This is exactly how an arbitrary group of scientists should react to extraordinary claims like this. Not 100% dismissal because of the history or provenance of the researchers, not 100% acceptance without independent replication.
I think this is working as intended. We often joke that if something is publishing in Nature it's almost certainly wrong.
But realistically, at any time in any field there are only a small number of people who are truly pushing the state of the art (I'm referring to discovery science, not reference science- IE, a focus on adding 1% additional knowledge to our already copious understandings. Any I think tthose people shouldn't have to follow the normal rules about scientific publishing: I want them to push the limits as much as possible. That means occasionally publishing something that contains a mistake (not a falsification), and then being willing to have it retracted (without consequence to future publication).
These sorts of fields tend to self-correct because somethign that's wrong isn't reproducible, and all these scientists are working to reproduce each other's results (note: both the people who thing Dias faked his results were going to take the new protocol home and attempt to repro it in their hands ASAP).
In a sense, it's being willing to accept a higher false positive/false negative rate so you don't filter out some true positives.
Thread:
https://news.ycombinator.com/item?id=32993556 ("Retraction of Room-temperature superconductivity in a carbonaceous sulfur hydride (nature.com)", 46 comments)
> until this gets independently replicated.

**Exercise requirements**
Reproduce word for word the part of the passage on scientific publishing from "This is exactly" up to and including "almost certainly wrong.". Rely on nothing but the passage on scientific publishing.

**Data for analysis**
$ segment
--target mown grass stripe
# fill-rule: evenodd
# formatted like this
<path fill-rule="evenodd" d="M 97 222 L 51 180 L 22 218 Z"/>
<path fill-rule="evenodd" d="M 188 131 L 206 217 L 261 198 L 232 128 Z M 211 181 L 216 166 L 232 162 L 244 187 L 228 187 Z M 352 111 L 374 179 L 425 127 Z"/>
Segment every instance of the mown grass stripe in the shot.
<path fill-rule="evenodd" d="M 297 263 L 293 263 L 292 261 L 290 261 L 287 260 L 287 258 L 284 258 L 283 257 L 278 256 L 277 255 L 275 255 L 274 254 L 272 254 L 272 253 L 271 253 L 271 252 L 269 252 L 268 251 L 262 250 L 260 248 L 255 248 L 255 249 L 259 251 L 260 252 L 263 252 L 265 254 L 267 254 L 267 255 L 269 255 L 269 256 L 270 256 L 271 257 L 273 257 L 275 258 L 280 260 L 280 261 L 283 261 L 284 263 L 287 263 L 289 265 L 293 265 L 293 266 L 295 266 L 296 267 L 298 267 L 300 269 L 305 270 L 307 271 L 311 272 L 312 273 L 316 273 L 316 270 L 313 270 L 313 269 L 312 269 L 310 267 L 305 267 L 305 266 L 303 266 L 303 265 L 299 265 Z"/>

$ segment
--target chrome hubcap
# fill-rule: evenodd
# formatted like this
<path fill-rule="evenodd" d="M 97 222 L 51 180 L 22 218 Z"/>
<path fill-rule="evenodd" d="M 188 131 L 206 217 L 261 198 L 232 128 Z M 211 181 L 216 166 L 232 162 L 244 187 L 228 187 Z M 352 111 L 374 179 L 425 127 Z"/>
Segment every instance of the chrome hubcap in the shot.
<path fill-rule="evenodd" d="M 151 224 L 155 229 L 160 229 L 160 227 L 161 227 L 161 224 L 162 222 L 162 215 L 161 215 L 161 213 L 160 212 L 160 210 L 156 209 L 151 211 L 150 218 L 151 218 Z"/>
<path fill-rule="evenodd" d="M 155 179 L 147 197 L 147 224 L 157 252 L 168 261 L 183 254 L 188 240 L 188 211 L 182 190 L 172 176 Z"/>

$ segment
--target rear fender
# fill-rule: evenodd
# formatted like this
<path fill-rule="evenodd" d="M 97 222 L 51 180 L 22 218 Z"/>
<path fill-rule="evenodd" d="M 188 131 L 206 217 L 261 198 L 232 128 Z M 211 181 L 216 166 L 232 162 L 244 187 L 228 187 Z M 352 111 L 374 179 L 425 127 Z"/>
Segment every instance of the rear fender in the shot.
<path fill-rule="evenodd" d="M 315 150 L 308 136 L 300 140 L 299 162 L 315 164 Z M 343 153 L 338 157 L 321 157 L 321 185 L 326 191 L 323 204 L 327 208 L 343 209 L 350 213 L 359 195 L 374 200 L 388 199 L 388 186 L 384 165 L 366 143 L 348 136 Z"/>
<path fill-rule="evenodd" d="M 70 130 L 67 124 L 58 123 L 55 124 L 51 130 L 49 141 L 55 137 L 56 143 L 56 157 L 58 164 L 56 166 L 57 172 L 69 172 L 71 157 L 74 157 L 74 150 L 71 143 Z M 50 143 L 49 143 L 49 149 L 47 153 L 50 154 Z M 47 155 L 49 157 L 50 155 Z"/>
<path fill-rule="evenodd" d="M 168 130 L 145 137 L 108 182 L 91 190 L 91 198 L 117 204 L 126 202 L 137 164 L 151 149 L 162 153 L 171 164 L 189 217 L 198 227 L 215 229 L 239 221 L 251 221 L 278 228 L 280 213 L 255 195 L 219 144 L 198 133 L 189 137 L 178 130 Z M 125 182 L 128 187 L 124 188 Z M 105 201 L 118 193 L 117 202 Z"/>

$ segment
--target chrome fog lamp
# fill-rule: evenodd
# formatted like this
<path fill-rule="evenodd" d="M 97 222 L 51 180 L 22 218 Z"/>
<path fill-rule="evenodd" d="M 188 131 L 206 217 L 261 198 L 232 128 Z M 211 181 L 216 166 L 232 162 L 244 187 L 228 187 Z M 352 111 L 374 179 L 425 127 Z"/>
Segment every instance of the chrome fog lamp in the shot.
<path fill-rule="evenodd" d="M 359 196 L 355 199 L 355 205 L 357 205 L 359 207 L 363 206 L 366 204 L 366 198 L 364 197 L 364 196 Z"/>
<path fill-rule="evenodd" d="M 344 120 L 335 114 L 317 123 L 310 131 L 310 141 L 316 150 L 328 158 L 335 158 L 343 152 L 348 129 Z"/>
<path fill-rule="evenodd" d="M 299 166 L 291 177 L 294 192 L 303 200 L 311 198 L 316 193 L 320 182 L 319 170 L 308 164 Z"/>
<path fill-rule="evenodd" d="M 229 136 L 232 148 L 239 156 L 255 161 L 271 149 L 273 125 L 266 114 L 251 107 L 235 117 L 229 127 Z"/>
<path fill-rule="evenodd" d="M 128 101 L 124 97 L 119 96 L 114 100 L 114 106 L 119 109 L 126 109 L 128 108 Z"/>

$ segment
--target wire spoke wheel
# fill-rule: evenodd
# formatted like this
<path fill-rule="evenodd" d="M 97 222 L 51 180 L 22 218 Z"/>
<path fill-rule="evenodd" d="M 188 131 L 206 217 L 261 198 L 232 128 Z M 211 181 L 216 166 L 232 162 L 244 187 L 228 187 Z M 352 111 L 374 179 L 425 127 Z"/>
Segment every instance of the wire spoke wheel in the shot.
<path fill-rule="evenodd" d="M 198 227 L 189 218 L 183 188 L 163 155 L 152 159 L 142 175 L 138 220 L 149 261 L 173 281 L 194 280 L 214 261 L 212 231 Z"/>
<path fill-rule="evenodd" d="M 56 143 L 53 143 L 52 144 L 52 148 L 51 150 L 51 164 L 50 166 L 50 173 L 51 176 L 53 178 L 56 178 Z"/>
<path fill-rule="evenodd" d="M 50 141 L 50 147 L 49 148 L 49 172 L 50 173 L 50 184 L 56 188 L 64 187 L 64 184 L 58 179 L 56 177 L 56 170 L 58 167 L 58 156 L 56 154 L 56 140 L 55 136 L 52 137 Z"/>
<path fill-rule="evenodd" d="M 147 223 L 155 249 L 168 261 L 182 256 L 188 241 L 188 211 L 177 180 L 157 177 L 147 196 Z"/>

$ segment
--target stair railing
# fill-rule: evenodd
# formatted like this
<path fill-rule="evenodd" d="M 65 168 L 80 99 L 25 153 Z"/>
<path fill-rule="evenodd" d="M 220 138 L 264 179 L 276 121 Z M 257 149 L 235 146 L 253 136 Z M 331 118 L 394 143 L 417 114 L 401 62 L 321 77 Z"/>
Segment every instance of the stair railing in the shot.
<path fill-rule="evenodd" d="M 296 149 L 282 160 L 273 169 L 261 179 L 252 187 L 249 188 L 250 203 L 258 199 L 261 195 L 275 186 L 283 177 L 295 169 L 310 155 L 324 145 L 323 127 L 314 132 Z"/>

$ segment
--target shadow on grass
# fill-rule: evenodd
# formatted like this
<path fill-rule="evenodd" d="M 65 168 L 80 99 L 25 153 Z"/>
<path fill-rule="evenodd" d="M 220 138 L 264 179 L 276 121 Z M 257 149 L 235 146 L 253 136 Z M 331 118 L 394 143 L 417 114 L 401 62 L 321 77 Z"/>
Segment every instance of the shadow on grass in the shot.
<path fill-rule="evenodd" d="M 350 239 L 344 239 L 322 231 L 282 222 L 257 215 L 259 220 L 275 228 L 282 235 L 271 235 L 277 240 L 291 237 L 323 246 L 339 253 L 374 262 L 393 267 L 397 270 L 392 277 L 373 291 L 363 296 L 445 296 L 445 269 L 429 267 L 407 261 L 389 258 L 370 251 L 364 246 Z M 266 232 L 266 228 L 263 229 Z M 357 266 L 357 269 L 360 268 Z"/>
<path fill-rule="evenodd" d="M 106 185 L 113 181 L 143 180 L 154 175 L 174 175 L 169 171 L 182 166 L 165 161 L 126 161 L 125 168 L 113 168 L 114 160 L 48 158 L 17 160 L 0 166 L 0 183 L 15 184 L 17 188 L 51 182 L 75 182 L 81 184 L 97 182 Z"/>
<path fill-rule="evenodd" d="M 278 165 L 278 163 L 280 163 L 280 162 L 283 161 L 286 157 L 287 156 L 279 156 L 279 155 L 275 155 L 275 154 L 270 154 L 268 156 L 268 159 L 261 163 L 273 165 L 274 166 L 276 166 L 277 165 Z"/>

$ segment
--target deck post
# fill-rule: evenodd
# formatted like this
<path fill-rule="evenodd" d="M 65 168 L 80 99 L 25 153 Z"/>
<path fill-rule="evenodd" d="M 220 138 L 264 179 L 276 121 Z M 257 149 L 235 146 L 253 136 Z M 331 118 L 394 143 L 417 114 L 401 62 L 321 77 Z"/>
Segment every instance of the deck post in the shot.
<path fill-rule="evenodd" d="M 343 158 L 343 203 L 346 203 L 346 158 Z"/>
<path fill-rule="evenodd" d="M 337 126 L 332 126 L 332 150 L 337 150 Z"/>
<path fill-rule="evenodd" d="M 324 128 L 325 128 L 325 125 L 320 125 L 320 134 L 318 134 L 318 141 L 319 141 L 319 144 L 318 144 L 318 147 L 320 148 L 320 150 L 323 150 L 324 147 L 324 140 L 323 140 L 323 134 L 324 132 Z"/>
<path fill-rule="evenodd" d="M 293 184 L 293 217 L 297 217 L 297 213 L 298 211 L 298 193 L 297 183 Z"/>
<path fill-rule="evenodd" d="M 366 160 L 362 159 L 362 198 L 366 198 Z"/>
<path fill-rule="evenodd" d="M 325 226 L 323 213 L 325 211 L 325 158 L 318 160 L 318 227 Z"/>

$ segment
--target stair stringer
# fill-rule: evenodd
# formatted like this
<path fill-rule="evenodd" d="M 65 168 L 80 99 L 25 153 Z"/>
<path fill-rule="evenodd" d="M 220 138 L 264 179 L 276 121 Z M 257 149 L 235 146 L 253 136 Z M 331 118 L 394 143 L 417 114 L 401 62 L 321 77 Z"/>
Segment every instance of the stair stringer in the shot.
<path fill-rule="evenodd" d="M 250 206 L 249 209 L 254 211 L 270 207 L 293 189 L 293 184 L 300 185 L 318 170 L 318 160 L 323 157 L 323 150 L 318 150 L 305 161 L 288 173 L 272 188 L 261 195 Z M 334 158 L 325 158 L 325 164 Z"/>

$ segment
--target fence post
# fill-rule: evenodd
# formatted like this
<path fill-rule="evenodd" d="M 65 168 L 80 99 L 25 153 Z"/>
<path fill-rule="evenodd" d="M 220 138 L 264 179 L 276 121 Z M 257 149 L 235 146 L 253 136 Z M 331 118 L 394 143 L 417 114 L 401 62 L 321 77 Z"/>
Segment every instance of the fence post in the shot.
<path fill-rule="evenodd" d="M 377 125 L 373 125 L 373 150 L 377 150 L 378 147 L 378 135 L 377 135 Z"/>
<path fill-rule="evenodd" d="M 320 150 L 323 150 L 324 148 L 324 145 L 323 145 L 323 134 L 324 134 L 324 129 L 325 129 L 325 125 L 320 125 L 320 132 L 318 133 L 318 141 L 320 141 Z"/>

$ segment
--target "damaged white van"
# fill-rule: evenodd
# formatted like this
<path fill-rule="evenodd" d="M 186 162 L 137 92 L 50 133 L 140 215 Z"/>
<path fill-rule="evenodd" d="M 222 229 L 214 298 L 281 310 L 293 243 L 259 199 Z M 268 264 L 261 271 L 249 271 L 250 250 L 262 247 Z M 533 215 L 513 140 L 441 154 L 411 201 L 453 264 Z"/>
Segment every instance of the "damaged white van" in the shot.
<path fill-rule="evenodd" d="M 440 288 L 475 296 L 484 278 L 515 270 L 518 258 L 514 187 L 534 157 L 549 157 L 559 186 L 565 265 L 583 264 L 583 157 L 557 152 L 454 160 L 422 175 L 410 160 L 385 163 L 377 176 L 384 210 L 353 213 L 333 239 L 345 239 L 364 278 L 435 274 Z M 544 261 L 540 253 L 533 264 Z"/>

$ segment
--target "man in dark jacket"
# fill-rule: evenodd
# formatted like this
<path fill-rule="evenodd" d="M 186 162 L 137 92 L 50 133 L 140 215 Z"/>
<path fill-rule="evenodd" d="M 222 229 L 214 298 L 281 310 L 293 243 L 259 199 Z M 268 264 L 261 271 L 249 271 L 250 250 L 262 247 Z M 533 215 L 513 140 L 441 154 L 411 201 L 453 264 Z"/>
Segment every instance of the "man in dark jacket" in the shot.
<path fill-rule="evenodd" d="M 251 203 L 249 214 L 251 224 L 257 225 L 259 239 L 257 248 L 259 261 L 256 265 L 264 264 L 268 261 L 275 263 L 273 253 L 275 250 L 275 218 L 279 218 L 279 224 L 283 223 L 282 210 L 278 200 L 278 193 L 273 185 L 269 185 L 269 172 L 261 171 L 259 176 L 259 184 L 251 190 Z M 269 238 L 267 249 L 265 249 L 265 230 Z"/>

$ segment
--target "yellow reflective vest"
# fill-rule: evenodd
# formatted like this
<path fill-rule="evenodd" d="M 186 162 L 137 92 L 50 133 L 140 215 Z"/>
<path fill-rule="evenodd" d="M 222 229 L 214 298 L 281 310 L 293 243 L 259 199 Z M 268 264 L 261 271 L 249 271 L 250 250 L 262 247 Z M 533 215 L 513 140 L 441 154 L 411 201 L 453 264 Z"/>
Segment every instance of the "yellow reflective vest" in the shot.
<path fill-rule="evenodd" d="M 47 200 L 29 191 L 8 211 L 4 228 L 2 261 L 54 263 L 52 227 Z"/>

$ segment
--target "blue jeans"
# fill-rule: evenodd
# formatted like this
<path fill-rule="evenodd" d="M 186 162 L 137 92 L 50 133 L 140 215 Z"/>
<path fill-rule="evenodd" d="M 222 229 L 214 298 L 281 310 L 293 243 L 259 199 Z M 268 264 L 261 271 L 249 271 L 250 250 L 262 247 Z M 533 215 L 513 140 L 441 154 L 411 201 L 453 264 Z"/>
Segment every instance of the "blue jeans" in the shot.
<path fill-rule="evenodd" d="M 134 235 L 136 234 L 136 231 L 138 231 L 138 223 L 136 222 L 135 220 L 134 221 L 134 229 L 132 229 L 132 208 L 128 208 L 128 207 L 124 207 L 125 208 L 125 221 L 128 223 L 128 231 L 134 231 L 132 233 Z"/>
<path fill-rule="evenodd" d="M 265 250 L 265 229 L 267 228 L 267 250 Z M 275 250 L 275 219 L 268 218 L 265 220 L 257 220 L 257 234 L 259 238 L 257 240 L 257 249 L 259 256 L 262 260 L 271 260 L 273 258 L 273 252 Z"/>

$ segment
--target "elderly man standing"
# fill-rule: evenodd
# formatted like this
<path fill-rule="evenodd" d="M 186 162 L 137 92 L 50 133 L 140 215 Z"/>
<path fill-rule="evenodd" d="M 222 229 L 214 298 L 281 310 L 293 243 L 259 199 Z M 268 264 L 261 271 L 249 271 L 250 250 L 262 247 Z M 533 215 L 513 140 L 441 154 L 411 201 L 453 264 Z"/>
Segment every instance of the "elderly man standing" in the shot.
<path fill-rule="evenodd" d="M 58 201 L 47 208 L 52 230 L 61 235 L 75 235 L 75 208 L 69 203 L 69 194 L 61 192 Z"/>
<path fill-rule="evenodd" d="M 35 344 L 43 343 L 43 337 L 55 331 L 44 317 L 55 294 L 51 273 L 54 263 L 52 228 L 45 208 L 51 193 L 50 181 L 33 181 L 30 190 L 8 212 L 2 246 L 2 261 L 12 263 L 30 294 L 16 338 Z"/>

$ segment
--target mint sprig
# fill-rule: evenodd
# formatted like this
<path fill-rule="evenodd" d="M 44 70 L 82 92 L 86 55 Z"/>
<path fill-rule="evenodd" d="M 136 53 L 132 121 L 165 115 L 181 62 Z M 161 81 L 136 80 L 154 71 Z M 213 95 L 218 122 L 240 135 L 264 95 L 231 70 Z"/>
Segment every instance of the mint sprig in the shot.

**Output of the task**
This is exactly how an arbitrary group of scientists should react to extraordinary claims like this. Not 100% dismissal because of the history or provenance of the researchers, not 100% acceptance without independent replication.
I think this is working as intended. We often joke that if something is publishing in Nature it's almost certainly wrong.